#### [Excerpted data]
----
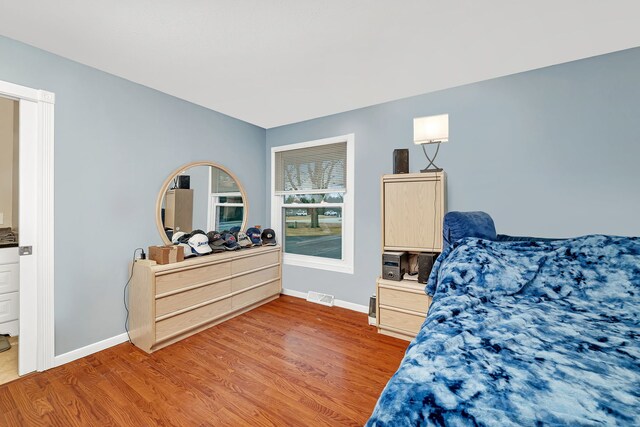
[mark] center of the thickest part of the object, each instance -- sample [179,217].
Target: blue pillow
----
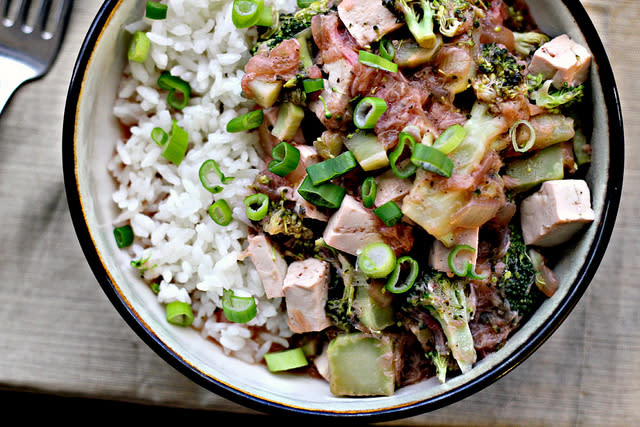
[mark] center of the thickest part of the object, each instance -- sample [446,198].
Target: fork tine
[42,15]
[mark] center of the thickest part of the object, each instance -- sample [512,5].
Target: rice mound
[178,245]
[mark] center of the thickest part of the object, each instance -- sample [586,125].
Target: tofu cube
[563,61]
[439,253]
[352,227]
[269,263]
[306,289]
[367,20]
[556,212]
----
#### [Exercise aim]
Begin with the line that has "-- sample [179,217]." in the listing above and end after the line that has "Target: blue pillow"; output those lines exactly.

#### [Expected answer]
[mark] center of the thickest part of the object, each instance -- sample [179,217].
Target: blue pillow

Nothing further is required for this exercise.